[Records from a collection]
──────────────────────────────
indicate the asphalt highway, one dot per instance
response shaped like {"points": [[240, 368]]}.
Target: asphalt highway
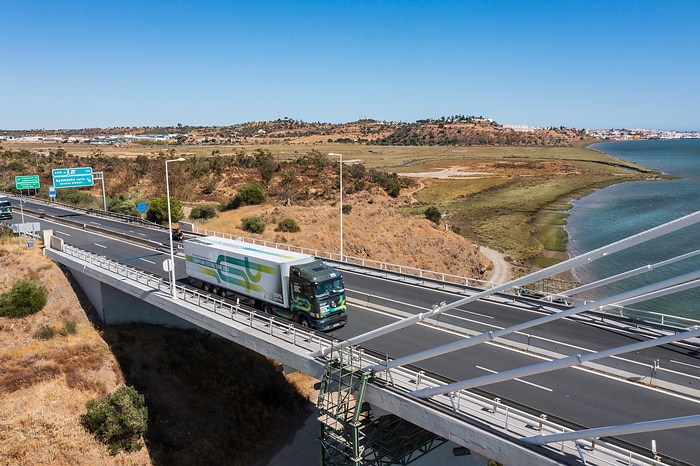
{"points": [[584, 397]]}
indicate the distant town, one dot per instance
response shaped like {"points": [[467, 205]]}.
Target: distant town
{"points": [[630, 134], [362, 131]]}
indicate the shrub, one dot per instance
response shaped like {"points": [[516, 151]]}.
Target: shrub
{"points": [[70, 327], [251, 194], [24, 298], [287, 225], [253, 224], [433, 214], [203, 212], [119, 420], [45, 332], [158, 210]]}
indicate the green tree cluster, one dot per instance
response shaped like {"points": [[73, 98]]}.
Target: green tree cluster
{"points": [[433, 214], [203, 212], [27, 296], [253, 224], [288, 225], [251, 194], [118, 419], [158, 210]]}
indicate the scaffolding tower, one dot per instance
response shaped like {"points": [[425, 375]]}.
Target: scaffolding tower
{"points": [[349, 433]]}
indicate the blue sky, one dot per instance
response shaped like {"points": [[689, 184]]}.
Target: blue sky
{"points": [[587, 64]]}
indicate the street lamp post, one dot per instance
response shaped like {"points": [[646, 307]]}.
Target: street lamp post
{"points": [[170, 227], [341, 203]]}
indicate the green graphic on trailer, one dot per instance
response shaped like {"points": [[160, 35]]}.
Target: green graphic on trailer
{"points": [[248, 273]]}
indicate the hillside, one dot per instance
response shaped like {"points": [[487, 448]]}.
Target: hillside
{"points": [[209, 401], [453, 130]]}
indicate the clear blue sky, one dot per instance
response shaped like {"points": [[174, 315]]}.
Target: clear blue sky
{"points": [[588, 64]]}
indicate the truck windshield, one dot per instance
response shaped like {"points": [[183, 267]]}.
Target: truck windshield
{"points": [[330, 287]]}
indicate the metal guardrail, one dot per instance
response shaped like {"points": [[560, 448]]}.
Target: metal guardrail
{"points": [[402, 272], [465, 284], [465, 406]]}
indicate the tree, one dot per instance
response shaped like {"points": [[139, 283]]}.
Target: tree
{"points": [[26, 297], [119, 419], [203, 212], [265, 163], [433, 214], [158, 210], [253, 224], [251, 194], [288, 225]]}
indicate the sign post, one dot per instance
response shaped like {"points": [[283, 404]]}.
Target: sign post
{"points": [[72, 177], [27, 182]]}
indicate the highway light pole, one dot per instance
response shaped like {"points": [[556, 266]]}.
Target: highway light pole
{"points": [[170, 227], [341, 202]]}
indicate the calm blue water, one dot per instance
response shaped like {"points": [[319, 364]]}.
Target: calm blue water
{"points": [[627, 208]]}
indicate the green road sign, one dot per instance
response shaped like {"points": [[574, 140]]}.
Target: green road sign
{"points": [[27, 182], [74, 181], [71, 171]]}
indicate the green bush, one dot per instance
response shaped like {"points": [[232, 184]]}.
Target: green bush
{"points": [[24, 298], [287, 225], [203, 212], [45, 332], [251, 194], [119, 420], [433, 214], [253, 224], [70, 327], [158, 210]]}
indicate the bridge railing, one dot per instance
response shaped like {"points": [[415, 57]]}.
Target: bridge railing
{"points": [[465, 405], [403, 272]]}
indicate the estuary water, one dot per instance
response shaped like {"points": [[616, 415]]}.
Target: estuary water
{"points": [[621, 210]]}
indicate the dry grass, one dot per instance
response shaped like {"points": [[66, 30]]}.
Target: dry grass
{"points": [[44, 384], [209, 401], [374, 229]]}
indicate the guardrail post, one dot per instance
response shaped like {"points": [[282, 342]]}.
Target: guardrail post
{"points": [[496, 402]]}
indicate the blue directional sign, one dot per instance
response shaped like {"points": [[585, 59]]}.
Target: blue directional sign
{"points": [[72, 177], [71, 171], [75, 181], [27, 182]]}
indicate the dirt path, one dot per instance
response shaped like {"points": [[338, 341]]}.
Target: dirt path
{"points": [[501, 268]]}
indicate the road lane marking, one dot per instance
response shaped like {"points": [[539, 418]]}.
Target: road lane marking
{"points": [[541, 387], [684, 364]]}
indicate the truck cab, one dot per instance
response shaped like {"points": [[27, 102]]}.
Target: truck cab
{"points": [[317, 296]]}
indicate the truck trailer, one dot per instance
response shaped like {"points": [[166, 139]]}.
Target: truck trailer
{"points": [[288, 284]]}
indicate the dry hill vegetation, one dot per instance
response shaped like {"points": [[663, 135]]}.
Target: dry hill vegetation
{"points": [[496, 187], [209, 401]]}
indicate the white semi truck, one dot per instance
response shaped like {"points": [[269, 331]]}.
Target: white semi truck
{"points": [[291, 285]]}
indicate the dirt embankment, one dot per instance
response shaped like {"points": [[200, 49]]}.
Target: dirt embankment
{"points": [[203, 393]]}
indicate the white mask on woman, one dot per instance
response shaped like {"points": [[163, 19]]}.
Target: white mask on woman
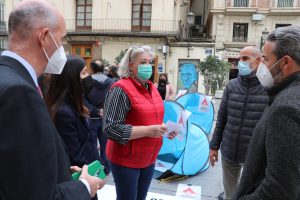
{"points": [[57, 61]]}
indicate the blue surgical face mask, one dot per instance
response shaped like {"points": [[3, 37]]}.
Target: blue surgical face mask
{"points": [[144, 71], [244, 68]]}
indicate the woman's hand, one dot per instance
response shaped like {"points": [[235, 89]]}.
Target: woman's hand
{"points": [[172, 135], [157, 130]]}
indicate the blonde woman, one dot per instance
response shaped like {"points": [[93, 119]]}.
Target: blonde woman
{"points": [[133, 122]]}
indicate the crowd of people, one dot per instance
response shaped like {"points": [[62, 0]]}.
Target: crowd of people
{"points": [[56, 117]]}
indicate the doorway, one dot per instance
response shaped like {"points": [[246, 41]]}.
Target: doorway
{"points": [[85, 51]]}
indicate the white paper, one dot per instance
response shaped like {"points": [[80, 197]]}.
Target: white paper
{"points": [[186, 191], [108, 192]]}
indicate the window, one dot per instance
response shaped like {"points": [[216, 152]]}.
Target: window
{"points": [[241, 3], [141, 15], [2, 22], [282, 25], [84, 14], [240, 32], [285, 3]]}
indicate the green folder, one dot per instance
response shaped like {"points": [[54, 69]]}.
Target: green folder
{"points": [[94, 169]]}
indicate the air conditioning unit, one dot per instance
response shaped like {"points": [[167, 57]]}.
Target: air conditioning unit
{"points": [[256, 17]]}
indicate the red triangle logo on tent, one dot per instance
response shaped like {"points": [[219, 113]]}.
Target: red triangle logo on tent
{"points": [[204, 102], [189, 190], [159, 165]]}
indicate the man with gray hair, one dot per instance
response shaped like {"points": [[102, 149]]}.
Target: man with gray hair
{"points": [[243, 103], [34, 162], [272, 167]]}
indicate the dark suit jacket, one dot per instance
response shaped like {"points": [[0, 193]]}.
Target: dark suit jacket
{"points": [[34, 163], [74, 130]]}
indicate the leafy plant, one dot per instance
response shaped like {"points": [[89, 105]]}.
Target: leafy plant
{"points": [[215, 73]]}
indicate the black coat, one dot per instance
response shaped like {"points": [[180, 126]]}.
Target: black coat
{"points": [[243, 102], [272, 167], [34, 163], [74, 130]]}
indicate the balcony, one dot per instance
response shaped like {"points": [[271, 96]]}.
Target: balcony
{"points": [[241, 3], [240, 6], [285, 3], [123, 27]]}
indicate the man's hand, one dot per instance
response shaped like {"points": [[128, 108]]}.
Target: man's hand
{"points": [[94, 182], [213, 156]]}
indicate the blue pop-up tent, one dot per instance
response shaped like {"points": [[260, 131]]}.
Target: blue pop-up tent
{"points": [[183, 156], [201, 107]]}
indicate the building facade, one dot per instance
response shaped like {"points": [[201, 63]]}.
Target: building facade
{"points": [[238, 23], [104, 28]]}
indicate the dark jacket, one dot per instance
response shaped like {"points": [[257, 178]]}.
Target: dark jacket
{"points": [[243, 102], [272, 167], [95, 95], [74, 130], [34, 162]]}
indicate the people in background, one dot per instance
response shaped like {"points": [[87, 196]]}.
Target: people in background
{"points": [[165, 88], [97, 87], [34, 162], [68, 113], [113, 73], [272, 167], [133, 122], [243, 102]]}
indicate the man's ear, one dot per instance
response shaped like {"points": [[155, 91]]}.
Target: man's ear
{"points": [[43, 36], [288, 63]]}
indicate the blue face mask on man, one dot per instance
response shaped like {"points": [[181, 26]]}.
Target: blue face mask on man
{"points": [[244, 68]]}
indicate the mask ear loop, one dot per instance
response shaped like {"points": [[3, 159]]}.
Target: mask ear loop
{"points": [[45, 51]]}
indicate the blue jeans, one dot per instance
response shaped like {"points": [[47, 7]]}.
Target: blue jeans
{"points": [[132, 183], [97, 132]]}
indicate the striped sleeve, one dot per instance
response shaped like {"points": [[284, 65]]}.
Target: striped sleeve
{"points": [[116, 107]]}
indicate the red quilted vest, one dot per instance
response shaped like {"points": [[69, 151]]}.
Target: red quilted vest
{"points": [[146, 109]]}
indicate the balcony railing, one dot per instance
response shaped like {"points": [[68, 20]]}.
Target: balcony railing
{"points": [[124, 26], [241, 3], [285, 3], [239, 39]]}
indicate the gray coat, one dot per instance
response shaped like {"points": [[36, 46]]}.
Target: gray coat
{"points": [[272, 168], [243, 102]]}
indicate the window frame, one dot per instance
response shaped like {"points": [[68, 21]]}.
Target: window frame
{"points": [[87, 22], [237, 36], [141, 15]]}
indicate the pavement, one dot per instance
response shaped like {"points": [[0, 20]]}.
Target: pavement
{"points": [[210, 180]]}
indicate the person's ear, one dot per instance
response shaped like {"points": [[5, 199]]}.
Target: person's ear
{"points": [[130, 64], [288, 63], [43, 36]]}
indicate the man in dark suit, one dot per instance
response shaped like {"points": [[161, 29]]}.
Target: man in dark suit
{"points": [[34, 162]]}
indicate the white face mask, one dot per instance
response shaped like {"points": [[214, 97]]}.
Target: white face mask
{"points": [[57, 61], [264, 75]]}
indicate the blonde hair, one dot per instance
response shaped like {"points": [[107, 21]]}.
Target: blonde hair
{"points": [[130, 56]]}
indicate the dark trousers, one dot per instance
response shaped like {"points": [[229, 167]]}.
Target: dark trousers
{"points": [[96, 130], [131, 183]]}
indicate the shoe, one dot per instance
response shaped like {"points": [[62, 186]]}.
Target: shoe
{"points": [[220, 196]]}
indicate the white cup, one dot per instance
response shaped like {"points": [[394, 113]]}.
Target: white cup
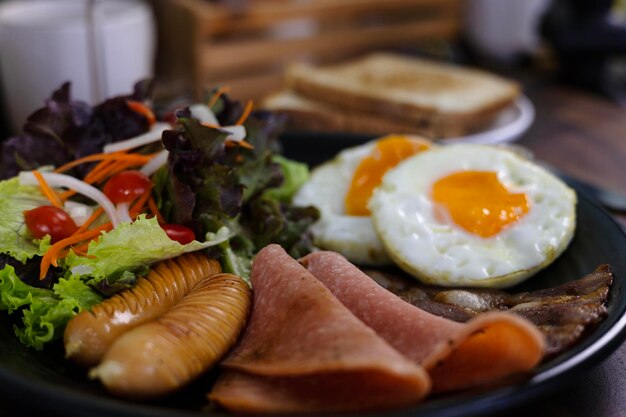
──────────────────────────────
What you write out is the stretch of entries from the line containing "Target: white semi truck" to the line containing "indicate the woman's", word for word, with both end lines and no pictures.

Target: white semi truck
{"points": [[291, 285]]}
indicate the dirt embankment, one dot per instance
response shaped like {"points": [[200, 49]]}.
Target: dirt embankment
{"points": [[203, 393]]}
indicate the white mask on woman, one dot per instance
response shaped like {"points": [[163, 19]]}.
Target: white mask on woman
{"points": [[57, 61]]}
indicate the blue surgical face mask, one dot per instance
response shaped like {"points": [[3, 37]]}.
Target: blue surgical face mask
{"points": [[144, 71], [244, 68]]}
indicate the woman's hand, one dot per instance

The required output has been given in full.